<<<<
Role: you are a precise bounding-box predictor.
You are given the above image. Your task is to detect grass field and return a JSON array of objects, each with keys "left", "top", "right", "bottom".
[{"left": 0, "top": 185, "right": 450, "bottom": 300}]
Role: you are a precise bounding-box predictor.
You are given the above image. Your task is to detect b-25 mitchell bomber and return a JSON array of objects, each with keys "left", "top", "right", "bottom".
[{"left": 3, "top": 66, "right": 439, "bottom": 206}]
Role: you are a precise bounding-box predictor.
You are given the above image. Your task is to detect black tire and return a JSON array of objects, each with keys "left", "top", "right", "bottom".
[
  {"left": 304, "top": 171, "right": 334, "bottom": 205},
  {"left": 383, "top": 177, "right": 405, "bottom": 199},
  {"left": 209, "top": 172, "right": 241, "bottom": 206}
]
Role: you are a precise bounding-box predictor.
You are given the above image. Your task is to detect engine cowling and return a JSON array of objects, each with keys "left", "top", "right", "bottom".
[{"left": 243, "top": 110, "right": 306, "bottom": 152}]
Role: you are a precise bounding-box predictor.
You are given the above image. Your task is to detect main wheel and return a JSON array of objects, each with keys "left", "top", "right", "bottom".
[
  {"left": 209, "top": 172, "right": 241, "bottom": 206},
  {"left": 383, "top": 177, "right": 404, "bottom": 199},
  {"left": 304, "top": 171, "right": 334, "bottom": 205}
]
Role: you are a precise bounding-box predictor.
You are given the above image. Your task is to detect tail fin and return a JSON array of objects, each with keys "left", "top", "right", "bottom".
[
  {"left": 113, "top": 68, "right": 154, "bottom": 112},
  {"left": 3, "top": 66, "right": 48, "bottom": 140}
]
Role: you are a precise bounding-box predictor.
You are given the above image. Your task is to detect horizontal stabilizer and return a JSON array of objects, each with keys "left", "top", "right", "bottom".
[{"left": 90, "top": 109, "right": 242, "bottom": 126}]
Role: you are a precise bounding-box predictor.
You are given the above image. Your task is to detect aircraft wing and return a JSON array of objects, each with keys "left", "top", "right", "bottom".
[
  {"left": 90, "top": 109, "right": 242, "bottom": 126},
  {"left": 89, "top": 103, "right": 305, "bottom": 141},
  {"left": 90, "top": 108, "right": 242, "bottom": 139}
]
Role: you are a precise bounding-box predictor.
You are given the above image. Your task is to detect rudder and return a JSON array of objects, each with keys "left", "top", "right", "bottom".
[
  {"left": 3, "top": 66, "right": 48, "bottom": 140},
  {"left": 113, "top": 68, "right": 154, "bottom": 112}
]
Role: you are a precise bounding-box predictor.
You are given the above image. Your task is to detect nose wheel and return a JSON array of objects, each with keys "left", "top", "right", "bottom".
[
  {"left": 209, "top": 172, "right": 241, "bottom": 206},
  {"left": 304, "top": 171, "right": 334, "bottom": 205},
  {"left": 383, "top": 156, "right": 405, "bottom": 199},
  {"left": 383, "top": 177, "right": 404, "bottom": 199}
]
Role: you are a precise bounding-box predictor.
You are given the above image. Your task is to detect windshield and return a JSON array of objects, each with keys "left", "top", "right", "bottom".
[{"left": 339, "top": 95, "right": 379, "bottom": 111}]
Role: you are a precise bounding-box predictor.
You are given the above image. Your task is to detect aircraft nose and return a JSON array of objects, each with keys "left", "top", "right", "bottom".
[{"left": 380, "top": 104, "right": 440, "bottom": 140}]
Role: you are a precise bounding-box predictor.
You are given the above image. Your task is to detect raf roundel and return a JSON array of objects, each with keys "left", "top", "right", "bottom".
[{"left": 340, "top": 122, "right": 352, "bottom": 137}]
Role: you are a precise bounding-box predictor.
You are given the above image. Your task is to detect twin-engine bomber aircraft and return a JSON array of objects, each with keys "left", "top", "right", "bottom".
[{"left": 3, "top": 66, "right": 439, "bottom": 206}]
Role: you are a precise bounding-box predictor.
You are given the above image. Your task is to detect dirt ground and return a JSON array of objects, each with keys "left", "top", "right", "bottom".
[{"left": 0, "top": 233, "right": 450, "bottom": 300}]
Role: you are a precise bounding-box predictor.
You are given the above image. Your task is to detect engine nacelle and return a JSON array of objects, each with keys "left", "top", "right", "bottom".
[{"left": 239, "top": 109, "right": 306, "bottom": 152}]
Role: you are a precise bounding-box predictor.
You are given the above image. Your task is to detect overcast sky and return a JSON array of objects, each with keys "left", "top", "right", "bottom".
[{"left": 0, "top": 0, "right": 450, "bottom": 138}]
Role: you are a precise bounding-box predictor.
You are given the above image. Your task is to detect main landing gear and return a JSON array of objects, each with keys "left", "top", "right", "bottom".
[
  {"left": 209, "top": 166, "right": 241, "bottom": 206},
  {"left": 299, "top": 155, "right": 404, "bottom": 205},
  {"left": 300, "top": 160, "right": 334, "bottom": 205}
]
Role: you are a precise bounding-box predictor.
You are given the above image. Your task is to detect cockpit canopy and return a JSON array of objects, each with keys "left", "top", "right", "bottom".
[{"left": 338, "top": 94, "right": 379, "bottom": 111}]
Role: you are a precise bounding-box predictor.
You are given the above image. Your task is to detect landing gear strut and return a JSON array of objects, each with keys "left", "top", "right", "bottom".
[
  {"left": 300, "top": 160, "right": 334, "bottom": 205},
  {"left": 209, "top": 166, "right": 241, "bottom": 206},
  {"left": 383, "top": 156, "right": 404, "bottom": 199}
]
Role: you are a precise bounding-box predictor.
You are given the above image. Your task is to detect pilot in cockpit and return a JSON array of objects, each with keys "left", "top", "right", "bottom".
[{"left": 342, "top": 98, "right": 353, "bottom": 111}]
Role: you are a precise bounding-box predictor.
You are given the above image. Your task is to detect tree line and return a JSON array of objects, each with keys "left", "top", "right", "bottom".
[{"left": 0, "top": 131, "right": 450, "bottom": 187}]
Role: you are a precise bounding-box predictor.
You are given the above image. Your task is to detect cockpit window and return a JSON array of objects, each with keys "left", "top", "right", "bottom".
>>>>
■ **TASK DETAILS**: Extract every line of the data above that contains the string "aircraft".

■ **OUTPUT BELOW**:
You are given the above image. Your task is to detect aircraft wing and return a JSON array of objects, each with keys "left", "top", "right", "bottom".
You are given the above image. Your task is to detect aircraft nose and return a JSON array of objects, each with keys "left", "top", "right", "bottom".
You are given the above image. Your task is to detect twin-engine bomber aircraft and return a JSON array of objects, each with keys "left", "top", "right", "bottom".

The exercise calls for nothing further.